Copy the rows below word for word. Start at the line that contains "point_to finds the tinted" and stop after the line that contains "pixel 256 174".

::: Dataset entries

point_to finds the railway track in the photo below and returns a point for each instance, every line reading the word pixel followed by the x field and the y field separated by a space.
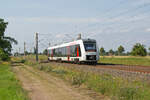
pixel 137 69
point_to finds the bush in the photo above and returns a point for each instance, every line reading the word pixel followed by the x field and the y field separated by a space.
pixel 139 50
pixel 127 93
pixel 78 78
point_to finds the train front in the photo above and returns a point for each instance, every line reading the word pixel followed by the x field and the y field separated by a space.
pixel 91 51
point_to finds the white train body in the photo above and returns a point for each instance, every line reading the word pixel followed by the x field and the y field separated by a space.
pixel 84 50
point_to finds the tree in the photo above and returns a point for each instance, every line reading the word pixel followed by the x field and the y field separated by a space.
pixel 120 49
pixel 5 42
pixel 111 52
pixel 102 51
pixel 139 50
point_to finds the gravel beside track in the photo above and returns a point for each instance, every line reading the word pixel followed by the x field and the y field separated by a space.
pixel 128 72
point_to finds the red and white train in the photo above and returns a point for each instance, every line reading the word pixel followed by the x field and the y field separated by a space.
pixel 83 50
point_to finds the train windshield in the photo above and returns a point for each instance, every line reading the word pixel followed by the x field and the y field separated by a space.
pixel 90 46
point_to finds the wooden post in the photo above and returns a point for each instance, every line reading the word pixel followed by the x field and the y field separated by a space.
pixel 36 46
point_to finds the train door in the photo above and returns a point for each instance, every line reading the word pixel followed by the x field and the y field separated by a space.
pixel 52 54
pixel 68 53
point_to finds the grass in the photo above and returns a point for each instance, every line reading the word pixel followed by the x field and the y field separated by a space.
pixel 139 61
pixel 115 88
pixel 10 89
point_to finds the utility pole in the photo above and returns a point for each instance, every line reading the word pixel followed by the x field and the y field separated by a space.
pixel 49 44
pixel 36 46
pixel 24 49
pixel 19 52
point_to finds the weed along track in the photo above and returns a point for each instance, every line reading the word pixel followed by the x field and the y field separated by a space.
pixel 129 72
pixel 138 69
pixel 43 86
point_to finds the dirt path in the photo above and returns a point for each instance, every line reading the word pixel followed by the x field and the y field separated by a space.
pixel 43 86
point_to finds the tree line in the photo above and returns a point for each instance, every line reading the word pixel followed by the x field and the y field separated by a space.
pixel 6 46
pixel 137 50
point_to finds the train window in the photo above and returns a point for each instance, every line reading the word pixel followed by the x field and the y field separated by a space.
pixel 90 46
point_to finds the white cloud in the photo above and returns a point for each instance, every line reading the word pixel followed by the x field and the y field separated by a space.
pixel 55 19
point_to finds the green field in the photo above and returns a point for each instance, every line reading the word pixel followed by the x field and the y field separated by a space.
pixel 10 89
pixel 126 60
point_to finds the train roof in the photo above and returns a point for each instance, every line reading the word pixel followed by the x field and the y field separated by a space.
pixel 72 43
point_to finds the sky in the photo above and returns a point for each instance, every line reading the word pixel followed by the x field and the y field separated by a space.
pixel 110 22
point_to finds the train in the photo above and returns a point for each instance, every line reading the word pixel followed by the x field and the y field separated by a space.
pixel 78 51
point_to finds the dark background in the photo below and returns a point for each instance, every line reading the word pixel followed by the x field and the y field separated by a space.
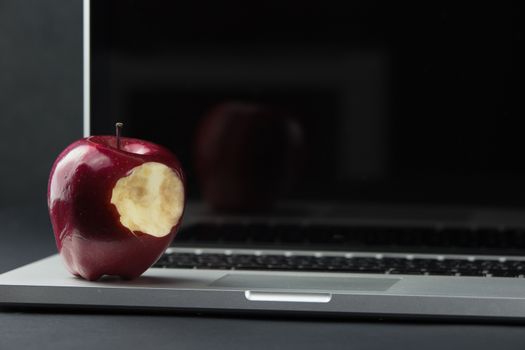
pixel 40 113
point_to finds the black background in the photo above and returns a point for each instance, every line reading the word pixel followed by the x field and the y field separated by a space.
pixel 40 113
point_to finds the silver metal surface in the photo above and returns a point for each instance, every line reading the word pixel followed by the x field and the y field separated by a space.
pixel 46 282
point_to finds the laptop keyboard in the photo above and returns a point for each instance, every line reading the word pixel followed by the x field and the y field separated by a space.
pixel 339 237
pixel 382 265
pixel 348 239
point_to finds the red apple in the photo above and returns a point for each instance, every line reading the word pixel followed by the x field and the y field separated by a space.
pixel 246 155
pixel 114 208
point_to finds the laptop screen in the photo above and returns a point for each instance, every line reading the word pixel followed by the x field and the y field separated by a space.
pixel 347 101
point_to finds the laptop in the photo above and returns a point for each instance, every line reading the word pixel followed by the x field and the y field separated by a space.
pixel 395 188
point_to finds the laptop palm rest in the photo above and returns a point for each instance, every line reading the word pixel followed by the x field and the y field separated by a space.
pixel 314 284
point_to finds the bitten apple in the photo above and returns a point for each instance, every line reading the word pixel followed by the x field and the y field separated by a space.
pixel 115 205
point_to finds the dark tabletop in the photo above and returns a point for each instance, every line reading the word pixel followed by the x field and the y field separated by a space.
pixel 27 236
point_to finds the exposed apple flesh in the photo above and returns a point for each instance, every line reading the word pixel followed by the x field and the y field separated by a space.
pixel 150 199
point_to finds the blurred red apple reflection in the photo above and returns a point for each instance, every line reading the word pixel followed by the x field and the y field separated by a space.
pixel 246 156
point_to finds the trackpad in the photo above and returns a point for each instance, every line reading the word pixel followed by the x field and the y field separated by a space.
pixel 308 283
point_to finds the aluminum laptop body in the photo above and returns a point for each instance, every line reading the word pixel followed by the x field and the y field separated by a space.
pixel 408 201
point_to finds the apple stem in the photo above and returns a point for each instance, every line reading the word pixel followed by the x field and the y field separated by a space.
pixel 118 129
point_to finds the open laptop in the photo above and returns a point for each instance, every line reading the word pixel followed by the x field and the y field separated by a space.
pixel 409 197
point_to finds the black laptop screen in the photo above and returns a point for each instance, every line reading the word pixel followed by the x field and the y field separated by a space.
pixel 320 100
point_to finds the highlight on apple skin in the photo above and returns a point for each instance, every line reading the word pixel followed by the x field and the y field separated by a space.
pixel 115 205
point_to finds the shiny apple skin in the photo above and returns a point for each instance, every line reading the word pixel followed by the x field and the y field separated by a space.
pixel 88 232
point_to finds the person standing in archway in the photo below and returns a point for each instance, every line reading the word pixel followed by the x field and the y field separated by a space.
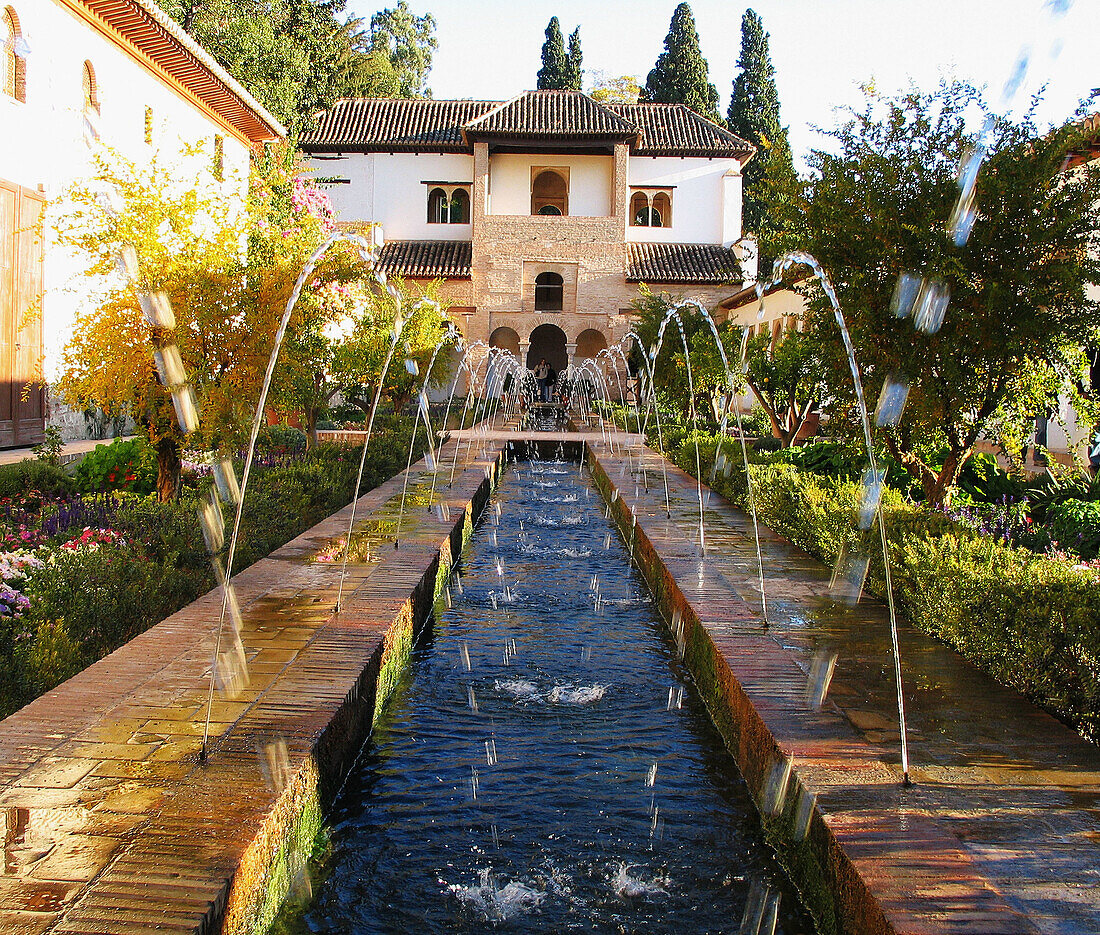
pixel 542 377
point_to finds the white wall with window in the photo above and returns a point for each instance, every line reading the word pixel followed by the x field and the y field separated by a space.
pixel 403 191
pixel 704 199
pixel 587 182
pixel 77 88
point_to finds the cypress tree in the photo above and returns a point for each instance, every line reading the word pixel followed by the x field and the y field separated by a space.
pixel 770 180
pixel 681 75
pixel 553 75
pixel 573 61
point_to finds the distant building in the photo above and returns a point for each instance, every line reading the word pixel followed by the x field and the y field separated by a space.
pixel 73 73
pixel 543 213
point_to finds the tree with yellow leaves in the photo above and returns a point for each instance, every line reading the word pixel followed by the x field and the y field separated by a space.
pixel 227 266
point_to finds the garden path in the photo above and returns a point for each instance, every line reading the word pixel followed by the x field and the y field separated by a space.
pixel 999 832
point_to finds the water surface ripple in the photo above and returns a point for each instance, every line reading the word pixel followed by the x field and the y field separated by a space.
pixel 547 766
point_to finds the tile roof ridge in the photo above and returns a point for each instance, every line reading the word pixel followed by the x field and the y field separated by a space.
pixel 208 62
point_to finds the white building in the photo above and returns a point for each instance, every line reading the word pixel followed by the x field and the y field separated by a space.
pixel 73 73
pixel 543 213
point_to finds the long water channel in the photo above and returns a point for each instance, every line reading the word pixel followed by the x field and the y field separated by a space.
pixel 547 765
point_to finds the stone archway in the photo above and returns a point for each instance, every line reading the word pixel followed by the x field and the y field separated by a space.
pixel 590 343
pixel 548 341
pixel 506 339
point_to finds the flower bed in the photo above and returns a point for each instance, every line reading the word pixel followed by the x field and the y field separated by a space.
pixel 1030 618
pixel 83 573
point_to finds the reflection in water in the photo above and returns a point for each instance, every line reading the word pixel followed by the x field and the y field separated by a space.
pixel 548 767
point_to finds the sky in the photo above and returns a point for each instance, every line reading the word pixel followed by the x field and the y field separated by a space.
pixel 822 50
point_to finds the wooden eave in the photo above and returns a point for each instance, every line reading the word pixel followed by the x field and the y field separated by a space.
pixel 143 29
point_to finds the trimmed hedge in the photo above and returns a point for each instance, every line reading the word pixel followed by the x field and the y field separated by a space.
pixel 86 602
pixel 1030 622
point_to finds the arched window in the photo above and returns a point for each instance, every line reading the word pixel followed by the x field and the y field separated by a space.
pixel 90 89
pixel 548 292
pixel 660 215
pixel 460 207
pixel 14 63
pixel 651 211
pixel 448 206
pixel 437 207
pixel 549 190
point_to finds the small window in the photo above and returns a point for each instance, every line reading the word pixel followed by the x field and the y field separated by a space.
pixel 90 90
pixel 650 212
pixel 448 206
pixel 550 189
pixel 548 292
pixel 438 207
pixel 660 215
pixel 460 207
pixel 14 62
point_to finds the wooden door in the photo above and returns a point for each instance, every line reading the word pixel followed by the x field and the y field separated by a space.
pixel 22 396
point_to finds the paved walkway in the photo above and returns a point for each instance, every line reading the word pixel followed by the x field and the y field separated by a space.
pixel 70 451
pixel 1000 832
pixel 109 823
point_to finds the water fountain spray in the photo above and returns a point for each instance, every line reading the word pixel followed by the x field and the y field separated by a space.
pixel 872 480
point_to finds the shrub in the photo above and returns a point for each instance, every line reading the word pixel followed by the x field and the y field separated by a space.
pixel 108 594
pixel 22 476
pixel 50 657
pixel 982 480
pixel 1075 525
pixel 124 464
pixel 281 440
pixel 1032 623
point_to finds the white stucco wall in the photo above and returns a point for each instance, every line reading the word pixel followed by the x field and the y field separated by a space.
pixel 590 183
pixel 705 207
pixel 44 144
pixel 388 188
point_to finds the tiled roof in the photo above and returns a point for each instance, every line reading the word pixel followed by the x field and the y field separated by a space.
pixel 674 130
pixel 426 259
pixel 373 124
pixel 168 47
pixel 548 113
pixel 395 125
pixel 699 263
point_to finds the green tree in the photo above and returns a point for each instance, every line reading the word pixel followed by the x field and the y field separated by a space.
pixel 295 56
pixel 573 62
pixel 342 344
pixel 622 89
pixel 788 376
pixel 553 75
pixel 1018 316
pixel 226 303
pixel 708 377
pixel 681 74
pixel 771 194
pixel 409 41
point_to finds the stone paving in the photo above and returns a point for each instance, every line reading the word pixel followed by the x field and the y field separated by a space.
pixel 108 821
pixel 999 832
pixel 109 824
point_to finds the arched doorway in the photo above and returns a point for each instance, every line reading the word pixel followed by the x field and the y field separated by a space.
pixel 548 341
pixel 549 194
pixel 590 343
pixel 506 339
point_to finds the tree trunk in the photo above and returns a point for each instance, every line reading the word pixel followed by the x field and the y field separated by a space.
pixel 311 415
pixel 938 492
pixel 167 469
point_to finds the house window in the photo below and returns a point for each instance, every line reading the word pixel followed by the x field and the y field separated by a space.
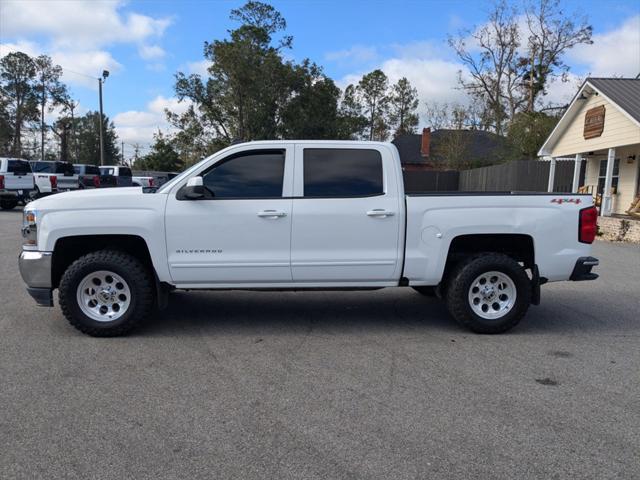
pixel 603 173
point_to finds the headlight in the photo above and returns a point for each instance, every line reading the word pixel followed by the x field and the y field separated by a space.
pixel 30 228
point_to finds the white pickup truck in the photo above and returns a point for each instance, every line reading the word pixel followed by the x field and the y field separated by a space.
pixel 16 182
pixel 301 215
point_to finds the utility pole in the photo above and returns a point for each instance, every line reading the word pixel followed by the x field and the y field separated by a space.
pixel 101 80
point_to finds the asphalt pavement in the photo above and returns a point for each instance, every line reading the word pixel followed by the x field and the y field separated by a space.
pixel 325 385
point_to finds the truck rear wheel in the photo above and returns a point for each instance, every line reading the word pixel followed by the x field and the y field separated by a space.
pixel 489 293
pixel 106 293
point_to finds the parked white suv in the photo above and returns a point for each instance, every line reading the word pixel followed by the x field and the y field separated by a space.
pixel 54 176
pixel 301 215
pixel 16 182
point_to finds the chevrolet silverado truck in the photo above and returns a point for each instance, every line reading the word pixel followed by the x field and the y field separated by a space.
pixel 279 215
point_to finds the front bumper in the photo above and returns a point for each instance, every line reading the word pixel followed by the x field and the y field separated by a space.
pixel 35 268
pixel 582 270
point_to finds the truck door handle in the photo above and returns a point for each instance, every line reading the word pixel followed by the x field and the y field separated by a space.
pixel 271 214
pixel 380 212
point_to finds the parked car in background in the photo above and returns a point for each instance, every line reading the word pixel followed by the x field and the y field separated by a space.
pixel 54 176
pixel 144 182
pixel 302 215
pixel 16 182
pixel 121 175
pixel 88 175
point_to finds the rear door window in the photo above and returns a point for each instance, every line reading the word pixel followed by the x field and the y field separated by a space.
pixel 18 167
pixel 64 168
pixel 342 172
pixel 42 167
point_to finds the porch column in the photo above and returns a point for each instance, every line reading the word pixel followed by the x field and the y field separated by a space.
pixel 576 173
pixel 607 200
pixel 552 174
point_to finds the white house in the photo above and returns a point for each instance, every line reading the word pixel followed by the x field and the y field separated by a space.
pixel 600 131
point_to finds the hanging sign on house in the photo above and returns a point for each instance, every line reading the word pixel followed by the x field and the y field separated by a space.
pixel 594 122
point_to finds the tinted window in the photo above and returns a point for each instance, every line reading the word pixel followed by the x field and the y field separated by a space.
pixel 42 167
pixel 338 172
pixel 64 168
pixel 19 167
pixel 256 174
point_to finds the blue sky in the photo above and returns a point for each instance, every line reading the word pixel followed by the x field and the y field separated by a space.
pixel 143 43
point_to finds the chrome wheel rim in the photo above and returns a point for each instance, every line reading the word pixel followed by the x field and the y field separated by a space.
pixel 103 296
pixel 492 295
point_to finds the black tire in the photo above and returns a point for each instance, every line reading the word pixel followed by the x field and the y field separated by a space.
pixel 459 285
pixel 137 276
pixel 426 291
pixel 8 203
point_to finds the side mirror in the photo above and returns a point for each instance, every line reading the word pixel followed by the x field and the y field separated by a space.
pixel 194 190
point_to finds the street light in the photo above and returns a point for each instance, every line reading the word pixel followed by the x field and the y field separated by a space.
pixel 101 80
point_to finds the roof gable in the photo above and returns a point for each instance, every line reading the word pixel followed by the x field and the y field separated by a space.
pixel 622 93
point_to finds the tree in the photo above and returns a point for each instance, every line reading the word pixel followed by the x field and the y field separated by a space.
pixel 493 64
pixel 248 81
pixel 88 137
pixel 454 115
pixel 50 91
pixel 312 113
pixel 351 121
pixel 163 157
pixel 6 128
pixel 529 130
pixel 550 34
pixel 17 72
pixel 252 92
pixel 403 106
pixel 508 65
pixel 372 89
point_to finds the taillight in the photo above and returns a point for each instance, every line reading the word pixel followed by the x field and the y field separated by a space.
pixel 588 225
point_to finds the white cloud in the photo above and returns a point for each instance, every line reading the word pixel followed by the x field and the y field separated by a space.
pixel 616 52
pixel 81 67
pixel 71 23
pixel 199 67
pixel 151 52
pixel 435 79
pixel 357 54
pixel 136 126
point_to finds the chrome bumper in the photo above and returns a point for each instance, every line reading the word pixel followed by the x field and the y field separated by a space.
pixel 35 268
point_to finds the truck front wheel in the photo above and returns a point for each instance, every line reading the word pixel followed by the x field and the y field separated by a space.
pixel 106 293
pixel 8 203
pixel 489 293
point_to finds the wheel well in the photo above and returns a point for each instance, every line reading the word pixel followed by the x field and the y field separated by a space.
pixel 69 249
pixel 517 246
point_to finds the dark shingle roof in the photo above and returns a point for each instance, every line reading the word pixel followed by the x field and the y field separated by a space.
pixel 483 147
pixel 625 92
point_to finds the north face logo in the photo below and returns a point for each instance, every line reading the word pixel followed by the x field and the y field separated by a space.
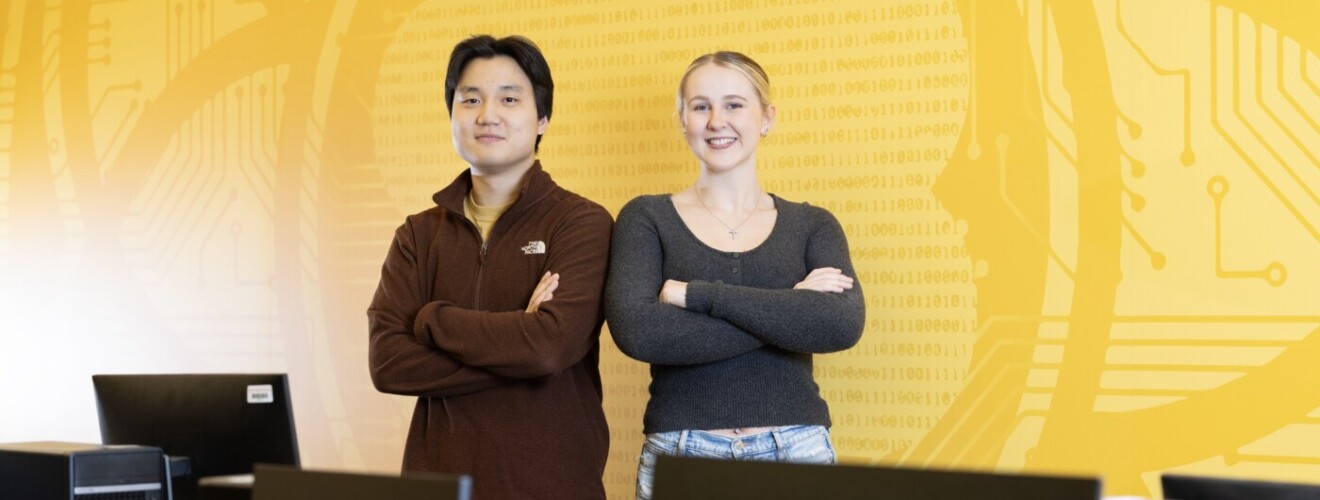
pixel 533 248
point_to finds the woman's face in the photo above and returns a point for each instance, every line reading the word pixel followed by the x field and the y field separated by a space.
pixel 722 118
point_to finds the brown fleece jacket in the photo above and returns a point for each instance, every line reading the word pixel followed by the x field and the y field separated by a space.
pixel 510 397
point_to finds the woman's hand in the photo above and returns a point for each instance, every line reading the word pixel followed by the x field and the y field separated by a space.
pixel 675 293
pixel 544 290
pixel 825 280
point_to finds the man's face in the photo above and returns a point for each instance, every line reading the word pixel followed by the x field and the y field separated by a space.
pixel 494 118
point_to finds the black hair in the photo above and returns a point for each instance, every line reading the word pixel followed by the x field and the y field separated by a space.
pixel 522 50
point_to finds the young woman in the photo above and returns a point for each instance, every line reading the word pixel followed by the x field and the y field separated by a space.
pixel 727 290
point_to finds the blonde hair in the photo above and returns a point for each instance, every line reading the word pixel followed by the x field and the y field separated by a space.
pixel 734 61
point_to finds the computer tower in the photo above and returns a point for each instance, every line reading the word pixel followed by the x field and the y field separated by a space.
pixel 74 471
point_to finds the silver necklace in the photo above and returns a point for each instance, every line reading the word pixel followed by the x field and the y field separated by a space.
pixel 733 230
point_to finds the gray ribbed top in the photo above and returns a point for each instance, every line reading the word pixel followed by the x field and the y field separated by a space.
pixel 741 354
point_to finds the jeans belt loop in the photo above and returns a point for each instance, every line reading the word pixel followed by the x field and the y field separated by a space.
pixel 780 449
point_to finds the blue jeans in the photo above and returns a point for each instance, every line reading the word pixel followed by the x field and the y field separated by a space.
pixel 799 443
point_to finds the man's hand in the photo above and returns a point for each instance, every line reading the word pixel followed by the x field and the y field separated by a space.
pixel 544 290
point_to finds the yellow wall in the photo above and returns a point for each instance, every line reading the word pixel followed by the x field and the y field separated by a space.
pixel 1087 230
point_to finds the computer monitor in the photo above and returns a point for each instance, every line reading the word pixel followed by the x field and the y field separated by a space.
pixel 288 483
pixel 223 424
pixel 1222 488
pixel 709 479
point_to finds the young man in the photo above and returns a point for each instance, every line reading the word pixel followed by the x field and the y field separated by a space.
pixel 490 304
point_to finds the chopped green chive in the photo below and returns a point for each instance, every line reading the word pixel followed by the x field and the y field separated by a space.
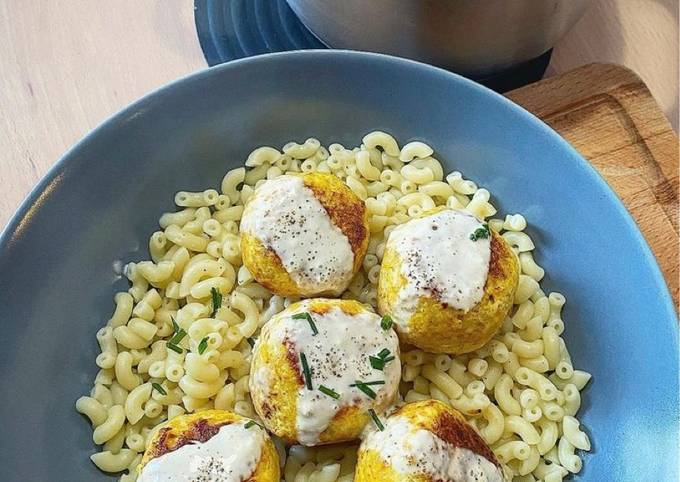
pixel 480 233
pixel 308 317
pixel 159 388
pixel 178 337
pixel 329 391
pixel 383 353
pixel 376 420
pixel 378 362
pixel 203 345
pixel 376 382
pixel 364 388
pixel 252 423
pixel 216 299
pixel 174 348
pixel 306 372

::::::

#### [Exercise answer]
point_to finds the tinted window in the photo above and returns a point for each instance, every line reading the word pixel followed by the x field and the y field separated by a space.
pixel 42 167
pixel 338 172
pixel 64 168
pixel 19 167
pixel 256 174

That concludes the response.